-- DIRECTIONS FOR THIS TASK --
In the records, rewrite the stretch from the line containing "Label check: the above image was tagged as containing the white" through the line containing "0;100;734;563", swapping "quartz" for "granite" and leaving everything else as it is. Return only those lines.

** start of EXERCISE INPUTS **

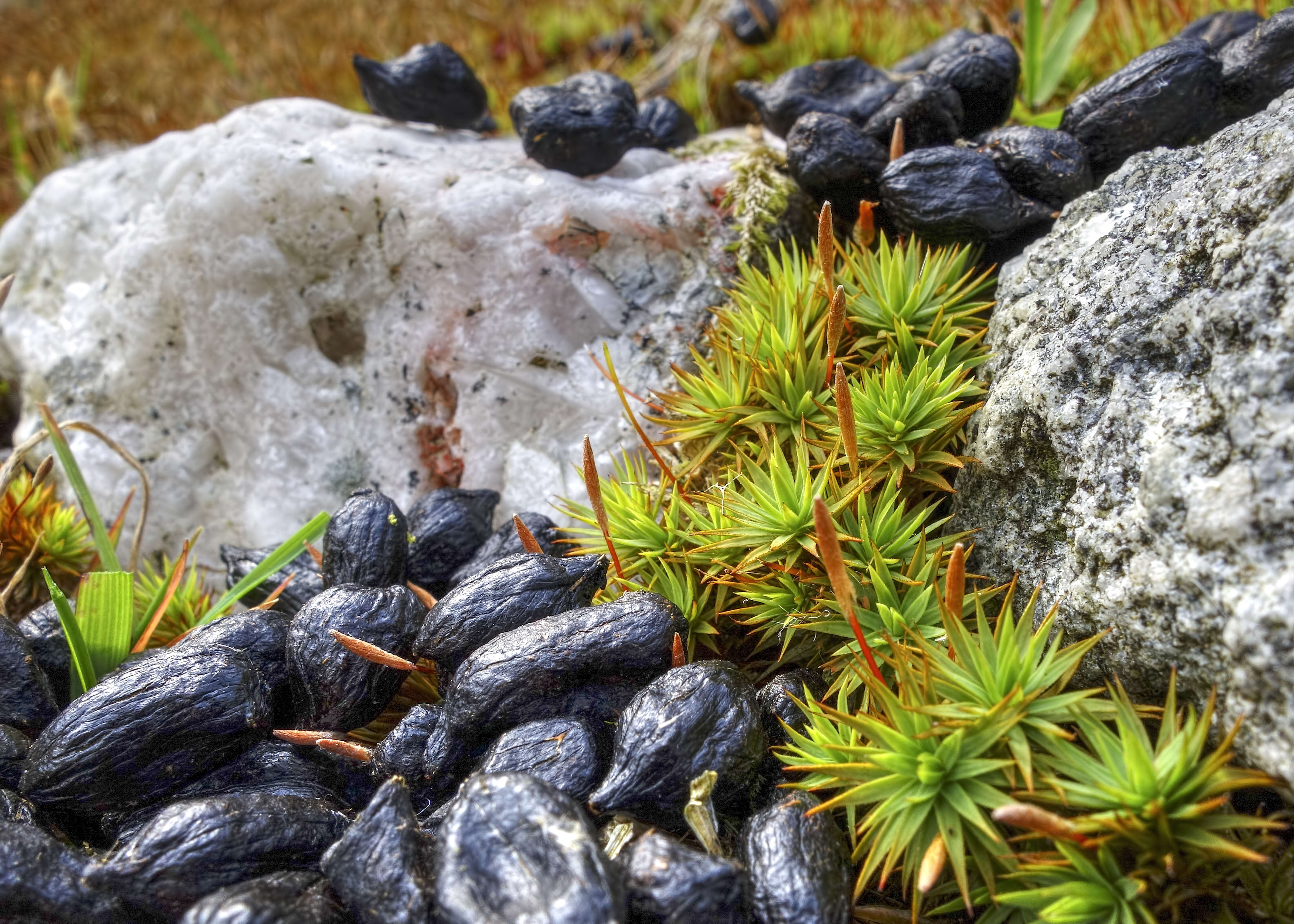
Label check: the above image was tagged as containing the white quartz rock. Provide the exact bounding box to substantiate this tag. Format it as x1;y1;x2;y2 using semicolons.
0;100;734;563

** end of EXERCISE INPUTS **
** start of EXERCISE INPUTS **

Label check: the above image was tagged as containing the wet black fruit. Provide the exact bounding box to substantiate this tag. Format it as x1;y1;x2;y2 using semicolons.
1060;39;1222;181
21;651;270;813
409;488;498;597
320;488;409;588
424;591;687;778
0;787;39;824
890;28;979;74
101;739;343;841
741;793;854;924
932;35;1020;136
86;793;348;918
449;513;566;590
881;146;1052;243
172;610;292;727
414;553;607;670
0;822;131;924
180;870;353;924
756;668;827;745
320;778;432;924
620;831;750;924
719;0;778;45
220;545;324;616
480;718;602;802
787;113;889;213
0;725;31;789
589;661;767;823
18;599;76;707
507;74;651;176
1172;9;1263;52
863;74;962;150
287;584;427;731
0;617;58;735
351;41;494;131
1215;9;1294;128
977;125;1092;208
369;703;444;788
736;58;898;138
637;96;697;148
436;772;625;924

** end of EXERCISE INPUTS **

-- RESPONSE TO THE EXERCISE --
Label check: the above image was tagged as containing the white granite rock. Provide the exact bounding box to substantiate this tag. Format it as x1;y1;x2;y2 using semicolons.
0;100;734;563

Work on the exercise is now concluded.